* _Work request_: An exact copy is needed of each line from the one including "Where can the gable" through the last line of the entries, both ends counted, with nothing added.

* _Supplied records_:
+ + + + + + +

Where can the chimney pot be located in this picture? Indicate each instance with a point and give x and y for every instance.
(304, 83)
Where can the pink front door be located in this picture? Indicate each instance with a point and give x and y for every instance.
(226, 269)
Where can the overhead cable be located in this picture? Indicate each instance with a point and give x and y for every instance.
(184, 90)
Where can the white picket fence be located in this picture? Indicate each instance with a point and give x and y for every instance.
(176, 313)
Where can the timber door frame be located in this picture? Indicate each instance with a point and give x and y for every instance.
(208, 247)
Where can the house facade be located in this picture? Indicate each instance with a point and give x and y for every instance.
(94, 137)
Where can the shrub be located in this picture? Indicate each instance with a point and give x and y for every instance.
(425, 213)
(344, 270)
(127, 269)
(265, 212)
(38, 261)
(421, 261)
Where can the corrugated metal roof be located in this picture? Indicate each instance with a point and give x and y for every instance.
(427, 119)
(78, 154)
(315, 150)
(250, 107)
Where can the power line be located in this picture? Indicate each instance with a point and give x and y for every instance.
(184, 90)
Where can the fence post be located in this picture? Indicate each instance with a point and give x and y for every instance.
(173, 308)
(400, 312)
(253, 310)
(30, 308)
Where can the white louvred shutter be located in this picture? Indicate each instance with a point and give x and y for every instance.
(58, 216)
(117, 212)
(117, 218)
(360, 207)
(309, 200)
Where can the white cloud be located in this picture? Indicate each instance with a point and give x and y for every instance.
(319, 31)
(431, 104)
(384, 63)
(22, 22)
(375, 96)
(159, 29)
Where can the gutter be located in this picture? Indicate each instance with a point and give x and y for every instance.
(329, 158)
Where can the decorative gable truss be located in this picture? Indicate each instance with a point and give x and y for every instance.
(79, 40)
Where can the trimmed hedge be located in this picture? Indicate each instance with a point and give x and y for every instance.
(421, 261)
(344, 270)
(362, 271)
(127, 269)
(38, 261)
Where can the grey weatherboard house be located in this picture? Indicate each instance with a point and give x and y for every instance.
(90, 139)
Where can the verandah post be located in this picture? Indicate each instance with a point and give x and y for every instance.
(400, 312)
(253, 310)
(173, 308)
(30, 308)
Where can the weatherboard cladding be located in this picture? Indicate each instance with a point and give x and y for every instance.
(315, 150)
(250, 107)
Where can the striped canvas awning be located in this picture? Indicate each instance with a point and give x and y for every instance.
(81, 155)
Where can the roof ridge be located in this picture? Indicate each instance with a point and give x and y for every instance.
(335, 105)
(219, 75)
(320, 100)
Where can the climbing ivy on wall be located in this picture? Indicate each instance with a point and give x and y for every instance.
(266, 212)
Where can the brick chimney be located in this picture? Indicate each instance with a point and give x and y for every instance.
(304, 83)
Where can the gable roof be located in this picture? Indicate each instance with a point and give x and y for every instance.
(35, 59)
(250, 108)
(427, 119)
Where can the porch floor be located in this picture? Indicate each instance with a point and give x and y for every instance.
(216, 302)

+ + + + + + +

* _Answer area_:
Where can the gable roof be located in this picture? Indicate each instance with a point and give x and y for every instance.
(35, 59)
(250, 108)
(427, 119)
Where can the porch floor be located in this picture? Indicate each instance with a point and give x and y for every instance.
(216, 302)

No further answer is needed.